DIRECTIONS:
**a.** In the article on limiting warming to 1.5C, how much has the world already warmed above pre-industrial levels?
**b.** Drawing on the article on limiting warming to 1.5C, explain why the scientists call holding warming to 1.5C a good investment.
**c.** Write the next part of the article on limiting warming to 1.5C, picking up after its last sentence.

SOURCE PASSAGE:
-------------------------
Limiting global warming to 1.5C is a “human imperative” to avoid catastrophic climate change, and is a good investment, scientists have said.
The world has already warmed by 1C above pre-industrial levels, with an increase in heatwaves, droughts, floods, and storms, and impacts on food yields and nutritional quality, a study in the journal Science said.
Changes are happening faster and more extensively than projected, the group of scientists from around the world who are behind the study warned.
With 1.5C of warming, climate impacts will lead to larger threats to both human and natural systems, and the risks in a world with 2C of warming are “much greater”, they said.
A UN report previously warned that limiting global warming to 1.5C was still possible but would take “unprecedented” action by countries and businesses to cut greenhouse gas emissions.
The new study suggests that limiting temperature rises to 1.5C would deliver significant returns, with potential economic benefits by the year 2200 at least four or five times the size of the investments needed to keep to the goal.
Lead author, Professor Ove Hoegh-Guldberg, at the University of Queensland in Australia, said: “Acting on climate change has a good return on investment when one considers the damages avoided by acting.”
Countries have agreed to curb global warming at “well below” 2C above pre-industrial levels and pursue efforts to limit it to 1.5C under the international Paris Agreement on climate change.
-------------------------
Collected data
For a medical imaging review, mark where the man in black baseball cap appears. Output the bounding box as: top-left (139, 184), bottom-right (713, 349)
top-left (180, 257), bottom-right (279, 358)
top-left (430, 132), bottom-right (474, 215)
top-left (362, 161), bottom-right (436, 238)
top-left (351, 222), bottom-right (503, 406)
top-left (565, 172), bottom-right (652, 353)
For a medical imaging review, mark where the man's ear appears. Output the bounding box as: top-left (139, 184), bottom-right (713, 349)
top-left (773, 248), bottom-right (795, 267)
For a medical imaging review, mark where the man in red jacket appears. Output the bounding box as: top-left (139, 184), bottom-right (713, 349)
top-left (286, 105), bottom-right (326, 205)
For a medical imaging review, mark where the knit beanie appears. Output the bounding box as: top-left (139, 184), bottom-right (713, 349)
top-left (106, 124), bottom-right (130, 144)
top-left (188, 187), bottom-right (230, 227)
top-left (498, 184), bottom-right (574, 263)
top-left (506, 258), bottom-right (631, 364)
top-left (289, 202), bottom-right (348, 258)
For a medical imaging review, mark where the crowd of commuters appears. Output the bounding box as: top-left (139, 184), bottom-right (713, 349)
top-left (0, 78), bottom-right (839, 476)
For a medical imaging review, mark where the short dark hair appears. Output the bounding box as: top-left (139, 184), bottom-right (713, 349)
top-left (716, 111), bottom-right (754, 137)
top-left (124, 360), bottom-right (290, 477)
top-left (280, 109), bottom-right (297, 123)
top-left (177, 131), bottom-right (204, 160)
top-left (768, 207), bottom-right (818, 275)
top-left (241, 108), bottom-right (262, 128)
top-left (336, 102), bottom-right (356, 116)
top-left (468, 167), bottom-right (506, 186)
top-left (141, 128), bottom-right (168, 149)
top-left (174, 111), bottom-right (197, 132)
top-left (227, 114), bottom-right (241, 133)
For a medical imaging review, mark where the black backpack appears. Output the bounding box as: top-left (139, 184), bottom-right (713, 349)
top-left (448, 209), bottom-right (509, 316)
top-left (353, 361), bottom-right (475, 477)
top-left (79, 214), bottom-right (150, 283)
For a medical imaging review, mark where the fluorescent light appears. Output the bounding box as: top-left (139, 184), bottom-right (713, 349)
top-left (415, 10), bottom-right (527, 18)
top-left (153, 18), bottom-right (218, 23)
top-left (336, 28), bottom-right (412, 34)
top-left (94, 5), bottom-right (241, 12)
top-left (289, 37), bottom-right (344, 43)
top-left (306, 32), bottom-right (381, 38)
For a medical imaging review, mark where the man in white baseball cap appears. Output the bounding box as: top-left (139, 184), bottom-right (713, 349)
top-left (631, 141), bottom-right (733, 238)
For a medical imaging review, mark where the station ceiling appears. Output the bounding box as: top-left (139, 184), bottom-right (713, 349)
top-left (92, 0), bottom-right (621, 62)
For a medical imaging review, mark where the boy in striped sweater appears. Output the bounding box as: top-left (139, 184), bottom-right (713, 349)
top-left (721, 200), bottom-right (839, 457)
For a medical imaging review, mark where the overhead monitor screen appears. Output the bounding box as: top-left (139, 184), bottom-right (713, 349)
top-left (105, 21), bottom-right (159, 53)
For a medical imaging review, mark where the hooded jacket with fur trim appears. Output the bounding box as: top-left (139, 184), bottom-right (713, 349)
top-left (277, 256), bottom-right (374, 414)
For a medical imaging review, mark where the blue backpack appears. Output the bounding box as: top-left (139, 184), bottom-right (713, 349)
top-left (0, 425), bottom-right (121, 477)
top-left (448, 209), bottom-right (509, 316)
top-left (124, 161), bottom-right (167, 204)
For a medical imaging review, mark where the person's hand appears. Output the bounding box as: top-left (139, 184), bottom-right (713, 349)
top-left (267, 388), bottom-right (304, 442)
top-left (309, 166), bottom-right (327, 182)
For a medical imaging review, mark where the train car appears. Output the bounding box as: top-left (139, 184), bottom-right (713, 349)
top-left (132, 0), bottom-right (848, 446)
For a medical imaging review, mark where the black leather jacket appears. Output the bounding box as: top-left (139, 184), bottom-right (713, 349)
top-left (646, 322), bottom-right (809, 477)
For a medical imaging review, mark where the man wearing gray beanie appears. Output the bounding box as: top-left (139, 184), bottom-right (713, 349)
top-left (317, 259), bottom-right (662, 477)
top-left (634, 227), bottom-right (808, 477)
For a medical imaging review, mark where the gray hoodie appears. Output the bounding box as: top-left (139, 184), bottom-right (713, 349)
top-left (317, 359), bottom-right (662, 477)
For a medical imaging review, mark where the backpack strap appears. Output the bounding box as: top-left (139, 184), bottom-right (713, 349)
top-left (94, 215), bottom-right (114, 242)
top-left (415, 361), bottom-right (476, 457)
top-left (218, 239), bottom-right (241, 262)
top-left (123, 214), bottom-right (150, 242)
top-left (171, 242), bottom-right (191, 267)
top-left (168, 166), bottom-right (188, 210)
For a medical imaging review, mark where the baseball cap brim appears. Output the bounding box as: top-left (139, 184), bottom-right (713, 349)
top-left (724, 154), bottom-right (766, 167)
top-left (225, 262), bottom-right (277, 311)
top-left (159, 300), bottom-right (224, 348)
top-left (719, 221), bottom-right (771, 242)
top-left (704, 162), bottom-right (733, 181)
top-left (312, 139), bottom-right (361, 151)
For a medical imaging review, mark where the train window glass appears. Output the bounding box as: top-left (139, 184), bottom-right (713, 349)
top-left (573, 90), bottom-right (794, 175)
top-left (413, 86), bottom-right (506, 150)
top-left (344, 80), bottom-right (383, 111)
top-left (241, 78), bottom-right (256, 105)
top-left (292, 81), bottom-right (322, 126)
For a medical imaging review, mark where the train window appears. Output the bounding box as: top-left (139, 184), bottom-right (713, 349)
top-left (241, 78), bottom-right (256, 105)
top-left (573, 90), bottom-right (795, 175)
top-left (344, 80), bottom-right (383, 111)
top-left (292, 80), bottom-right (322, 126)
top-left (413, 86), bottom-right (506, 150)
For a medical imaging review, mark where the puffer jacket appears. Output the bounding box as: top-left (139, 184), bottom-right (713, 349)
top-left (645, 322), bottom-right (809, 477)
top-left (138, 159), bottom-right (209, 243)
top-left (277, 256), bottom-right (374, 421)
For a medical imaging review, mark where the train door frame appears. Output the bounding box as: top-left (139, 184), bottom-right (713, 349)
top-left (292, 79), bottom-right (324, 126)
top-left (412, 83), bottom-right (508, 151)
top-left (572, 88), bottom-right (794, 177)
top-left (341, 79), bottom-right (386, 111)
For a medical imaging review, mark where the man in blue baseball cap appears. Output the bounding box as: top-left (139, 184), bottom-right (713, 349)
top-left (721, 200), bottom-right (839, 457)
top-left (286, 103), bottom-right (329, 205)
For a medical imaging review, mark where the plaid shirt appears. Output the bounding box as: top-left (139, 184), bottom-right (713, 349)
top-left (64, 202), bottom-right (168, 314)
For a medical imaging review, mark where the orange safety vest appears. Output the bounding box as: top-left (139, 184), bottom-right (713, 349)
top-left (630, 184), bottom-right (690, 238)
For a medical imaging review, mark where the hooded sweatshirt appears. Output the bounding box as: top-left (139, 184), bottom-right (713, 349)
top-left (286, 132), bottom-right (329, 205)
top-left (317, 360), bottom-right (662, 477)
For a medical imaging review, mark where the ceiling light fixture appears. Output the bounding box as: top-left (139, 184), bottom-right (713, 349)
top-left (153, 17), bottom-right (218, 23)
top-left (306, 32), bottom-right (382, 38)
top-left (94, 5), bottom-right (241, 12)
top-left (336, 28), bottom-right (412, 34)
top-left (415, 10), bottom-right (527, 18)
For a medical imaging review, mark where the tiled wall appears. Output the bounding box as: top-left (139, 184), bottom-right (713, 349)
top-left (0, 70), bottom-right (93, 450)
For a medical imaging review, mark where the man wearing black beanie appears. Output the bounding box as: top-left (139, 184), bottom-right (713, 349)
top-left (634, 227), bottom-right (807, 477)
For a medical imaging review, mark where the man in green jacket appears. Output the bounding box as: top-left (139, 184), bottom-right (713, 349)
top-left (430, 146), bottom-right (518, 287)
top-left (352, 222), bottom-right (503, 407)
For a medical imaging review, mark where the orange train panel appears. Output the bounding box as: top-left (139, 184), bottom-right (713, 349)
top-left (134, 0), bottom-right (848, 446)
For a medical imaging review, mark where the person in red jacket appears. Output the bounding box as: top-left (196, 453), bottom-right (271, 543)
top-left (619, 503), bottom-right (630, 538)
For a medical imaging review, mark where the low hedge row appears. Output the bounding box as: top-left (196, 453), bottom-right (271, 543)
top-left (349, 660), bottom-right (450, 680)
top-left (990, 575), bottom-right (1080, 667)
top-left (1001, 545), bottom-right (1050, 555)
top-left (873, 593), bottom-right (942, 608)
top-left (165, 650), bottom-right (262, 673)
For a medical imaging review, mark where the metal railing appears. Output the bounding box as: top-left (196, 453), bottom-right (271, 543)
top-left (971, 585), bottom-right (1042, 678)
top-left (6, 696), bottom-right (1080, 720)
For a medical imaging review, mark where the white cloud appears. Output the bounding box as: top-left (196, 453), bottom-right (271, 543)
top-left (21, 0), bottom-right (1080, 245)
-------------------------
RESULTS OF THE TASKS:
**a.** By 1C.

**b.** The study suggests that by the year 2200 the potential economic benefits would be at least four or five times the investments needed to meet the goal. The lead author says acting on climate change pays off once the damages avoided by acting are taken into account.

**c.**
But current efforts and pledges put the world on a path to at least 3C of warming.
Ahead of a UN climate action summit in New York on Monday, the scientists are calling on world leaders to up their ambition to curb rising temperatures.
Prof Hoegh-Guldberg said: “Current emission reduction commitments are inadequate and risk throwing many nations into chaos and harm, with a particular vulnerability of poor peoples.
“To avoid this, we must accelerate action and tighten emission reduction targets so that they fall in line with the Paris Agreement.
“As we show, this is much less costly than suffering the impacts of 2C or more of climate change.
“Tackling climate change is a tall order. However, there is no alternative from the perspective of human well-being, and too much at stake not to act urgently on this issue.”
The researchers said there were lower risks of heat-related illness and deaths at 1.5C than at 2C and would lead to 420 million fewer people being frequently exposed to extreme heatwaves and 65 million fewer being exposed to “exceptional” heatwaves.
Human health will also be affected by changes in the distribution and abundance of diseases such as dengue fever and malaria, which are set to increase with warming of 1.5C and further at 2C.
Prof Rachel Warren from the Tyndall Centre at the University of East Anglia assessed projections of risk for areas including forests, wildlife, food and crops and found very significant benefits for limiting global warming to 1.5C rather than 2C.
Without policies to limit warming to 1.5C, “we will continue on the current upward trajectory of burning fossil fuels and continuing deforestation, which will expand the already large-scale degradation of ecosystems”, she said.
“To be honest, the overall picture is very grim unless we act,” she added.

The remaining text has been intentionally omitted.